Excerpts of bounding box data

* * * * * * *

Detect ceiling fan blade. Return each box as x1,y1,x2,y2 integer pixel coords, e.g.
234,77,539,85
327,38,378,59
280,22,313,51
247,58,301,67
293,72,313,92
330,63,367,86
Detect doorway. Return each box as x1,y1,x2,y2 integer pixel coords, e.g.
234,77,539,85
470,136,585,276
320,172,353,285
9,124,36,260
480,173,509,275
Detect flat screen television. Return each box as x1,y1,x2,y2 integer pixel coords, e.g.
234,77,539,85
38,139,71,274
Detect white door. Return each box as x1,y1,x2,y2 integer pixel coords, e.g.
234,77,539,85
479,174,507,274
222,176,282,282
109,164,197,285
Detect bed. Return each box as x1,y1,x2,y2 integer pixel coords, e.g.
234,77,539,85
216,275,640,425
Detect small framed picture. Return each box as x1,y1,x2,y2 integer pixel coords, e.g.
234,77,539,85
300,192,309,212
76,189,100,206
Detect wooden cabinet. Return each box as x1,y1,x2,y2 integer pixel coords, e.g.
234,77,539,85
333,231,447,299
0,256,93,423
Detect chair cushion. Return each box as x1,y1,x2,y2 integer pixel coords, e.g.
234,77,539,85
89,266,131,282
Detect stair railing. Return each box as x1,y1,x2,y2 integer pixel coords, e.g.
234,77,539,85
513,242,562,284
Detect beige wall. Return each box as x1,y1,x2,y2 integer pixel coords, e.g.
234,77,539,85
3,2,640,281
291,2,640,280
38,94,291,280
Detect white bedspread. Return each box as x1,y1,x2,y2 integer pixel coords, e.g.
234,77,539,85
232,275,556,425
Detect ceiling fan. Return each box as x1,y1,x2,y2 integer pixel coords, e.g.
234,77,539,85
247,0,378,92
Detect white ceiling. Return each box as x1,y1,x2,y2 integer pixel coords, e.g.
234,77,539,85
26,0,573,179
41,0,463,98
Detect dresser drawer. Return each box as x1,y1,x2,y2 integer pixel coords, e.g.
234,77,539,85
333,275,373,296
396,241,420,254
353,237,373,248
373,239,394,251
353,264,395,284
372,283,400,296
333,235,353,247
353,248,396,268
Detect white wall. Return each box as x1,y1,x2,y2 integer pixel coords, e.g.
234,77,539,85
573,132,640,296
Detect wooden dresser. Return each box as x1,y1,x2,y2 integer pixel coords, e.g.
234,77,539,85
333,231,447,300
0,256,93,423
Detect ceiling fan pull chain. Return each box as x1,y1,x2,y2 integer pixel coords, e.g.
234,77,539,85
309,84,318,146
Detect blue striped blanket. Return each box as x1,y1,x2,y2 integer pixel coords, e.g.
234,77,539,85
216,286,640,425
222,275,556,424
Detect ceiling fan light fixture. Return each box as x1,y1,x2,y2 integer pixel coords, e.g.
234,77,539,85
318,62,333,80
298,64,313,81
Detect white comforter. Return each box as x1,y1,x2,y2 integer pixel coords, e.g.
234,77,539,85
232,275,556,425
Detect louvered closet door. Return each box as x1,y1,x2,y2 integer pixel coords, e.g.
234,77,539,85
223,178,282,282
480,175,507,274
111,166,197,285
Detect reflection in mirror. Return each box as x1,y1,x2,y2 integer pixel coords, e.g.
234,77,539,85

* * * * * * *

Exercise prompt >> Could you repeat the records above word for word, from the line with "Detect ceiling fan." to the line with "309,84,318,146", including both of those lines?

Solution to this problem >>
Detect ceiling fan. Return each box as x1,y1,x2,y2 integer pixel coords, e.g.
234,77,539,85
247,0,378,92
Detect white ceiling. Return each box as x1,y1,x2,y2 integer pixel coords, e.g.
234,77,539,85
26,0,573,179
41,0,463,98
Detect dresser drawer. Return each box as x1,y1,x2,y2 integer pixel coords, e.g.
234,77,539,85
333,275,373,296
396,241,420,254
353,237,373,248
373,239,394,251
353,264,395,284
372,283,400,296
333,235,353,247
353,248,396,268
Detect white wall. Return each box as x1,y1,x2,y2 integer pixel coords, e.g.
234,77,539,85
573,132,640,296
Detect wooden dresser. Return each box as x1,y1,x2,y2 integer pixel coords, e.g.
234,77,539,85
333,231,447,300
0,256,93,423
Detect ceiling fan pull chain. Return each box as x1,y1,x2,y2 integer pixel coords, e.g.
234,77,539,85
309,84,318,146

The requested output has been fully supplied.